Copy out word for word everything in the records from the line containing "point_to marks one point per instance of the bundle" down to the line containing "column 170, row 26", including both of those lines, and output nothing else.

Start

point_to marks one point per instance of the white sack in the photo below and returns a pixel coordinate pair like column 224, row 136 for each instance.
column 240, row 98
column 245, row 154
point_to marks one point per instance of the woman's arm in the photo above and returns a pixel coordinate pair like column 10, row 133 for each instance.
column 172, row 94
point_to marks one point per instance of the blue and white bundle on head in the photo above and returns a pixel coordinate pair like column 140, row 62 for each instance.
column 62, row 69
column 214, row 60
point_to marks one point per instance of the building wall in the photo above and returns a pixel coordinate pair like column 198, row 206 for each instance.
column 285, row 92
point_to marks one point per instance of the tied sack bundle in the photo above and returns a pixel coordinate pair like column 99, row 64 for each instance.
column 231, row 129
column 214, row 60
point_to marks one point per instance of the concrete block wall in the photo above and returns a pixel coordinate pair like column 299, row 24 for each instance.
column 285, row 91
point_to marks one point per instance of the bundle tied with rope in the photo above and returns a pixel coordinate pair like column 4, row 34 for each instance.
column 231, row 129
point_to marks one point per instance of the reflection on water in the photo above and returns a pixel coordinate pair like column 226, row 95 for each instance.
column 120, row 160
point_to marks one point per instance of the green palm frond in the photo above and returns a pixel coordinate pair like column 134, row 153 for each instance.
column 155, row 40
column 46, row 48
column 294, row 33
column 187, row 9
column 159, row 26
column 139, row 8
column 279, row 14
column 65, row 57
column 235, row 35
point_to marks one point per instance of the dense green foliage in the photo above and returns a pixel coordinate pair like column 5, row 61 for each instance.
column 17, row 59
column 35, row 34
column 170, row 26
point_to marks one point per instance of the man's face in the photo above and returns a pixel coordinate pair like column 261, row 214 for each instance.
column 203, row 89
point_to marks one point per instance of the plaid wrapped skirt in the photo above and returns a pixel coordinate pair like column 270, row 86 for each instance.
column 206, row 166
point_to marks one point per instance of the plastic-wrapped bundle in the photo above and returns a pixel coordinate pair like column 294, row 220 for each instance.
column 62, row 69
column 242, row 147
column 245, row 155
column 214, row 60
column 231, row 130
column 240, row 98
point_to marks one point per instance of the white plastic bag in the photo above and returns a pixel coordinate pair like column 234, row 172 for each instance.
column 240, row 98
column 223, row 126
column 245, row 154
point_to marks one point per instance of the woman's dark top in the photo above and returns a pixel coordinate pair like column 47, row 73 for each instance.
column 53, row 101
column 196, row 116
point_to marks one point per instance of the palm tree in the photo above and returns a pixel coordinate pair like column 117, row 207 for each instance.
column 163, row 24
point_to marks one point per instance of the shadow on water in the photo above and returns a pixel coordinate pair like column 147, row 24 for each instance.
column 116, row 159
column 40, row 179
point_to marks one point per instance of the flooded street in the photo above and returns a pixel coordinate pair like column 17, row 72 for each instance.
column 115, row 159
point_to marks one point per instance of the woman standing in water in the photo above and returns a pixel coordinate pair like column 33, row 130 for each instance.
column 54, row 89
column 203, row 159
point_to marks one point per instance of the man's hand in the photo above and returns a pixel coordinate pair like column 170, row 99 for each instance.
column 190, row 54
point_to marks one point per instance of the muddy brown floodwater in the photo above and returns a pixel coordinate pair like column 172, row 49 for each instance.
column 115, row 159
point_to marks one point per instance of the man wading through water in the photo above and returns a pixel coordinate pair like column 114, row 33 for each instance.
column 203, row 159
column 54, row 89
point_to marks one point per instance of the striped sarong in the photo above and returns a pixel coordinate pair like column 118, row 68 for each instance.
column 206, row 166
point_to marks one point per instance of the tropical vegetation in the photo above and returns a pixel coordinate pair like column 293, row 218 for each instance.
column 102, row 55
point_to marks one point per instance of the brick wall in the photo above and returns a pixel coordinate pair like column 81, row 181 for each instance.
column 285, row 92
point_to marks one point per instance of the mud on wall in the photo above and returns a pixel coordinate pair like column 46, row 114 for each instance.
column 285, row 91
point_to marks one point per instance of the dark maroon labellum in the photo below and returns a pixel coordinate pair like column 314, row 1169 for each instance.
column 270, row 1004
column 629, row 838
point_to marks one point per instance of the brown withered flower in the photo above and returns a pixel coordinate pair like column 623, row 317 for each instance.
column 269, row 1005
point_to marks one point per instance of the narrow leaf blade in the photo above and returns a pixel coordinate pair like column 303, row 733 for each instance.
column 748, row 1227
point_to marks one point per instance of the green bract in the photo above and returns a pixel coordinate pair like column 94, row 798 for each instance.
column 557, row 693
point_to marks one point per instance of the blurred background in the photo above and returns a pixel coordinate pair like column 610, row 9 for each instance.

End

> **Exercise answer**
point_to marks one point per instance of the bundle tied with rope in the photo above and returns a pixel coordinate pair like column 4, row 34 for each instance.
column 231, row 129
point_to marks one point per instance of the reflection on water in the photo above and returns a pixel coordinate pair like column 226, row 95 for each instance.
column 120, row 160
point_to marks one point per instance of the green palm frond in the photo above and returns a pixel coordinate pair like column 134, row 153 for each instance.
column 155, row 40
column 46, row 48
column 294, row 33
column 187, row 9
column 159, row 26
column 139, row 8
column 279, row 14
column 65, row 57
column 235, row 35
point_to marks one point per instance of the dense green foliage in the photo above and returns a pixel coordinate pair like column 5, row 61 for each instance.
column 17, row 59
column 35, row 34
column 170, row 26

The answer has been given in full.